* Start Provided data *

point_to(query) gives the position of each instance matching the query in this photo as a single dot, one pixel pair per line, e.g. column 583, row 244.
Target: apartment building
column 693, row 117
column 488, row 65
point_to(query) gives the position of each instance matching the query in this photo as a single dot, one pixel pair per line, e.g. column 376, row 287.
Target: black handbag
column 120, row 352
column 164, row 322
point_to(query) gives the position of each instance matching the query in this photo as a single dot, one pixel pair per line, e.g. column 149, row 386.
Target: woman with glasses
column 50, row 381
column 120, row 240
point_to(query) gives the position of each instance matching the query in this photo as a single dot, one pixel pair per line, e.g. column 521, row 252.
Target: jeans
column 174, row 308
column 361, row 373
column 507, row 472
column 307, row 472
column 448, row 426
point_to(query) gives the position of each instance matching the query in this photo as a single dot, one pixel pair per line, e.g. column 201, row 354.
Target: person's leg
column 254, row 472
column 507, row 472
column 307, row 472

* End Provided data *

## Exercise directions
Print every one of the records above again, line for line and unchanged.

## Output below
point_to(query) gives the position of each instance matching the query in this photo as a single dot, one pixel pair per line, e.g. column 583, row 244.
Target: apartment building
column 693, row 117
column 488, row 65
point_to(query) gives the position of each instance matching the query in this photo as a single dot, one pixel pair per line, e.g. column 376, row 287.
Target: black handbag
column 120, row 352
column 164, row 322
point_to(query) gives the position of each instance matching the query in this photo as a single dot, one pixel pair per line, e.g. column 149, row 386.
Target: woman with glasses
column 50, row 381
column 120, row 240
point_to(query) gives the position of each instance matching the query in this photo as a single dot, one pixel pair per line, e.g. column 521, row 252.
Target: jeans
column 174, row 308
column 361, row 373
column 507, row 472
column 307, row 472
column 448, row 426
point_to(query) gives the position of each instance matching the query in this photo as a single dot, one pixel pair per line, e.g. column 201, row 354.
Target: person's leg
column 254, row 472
column 507, row 472
column 307, row 472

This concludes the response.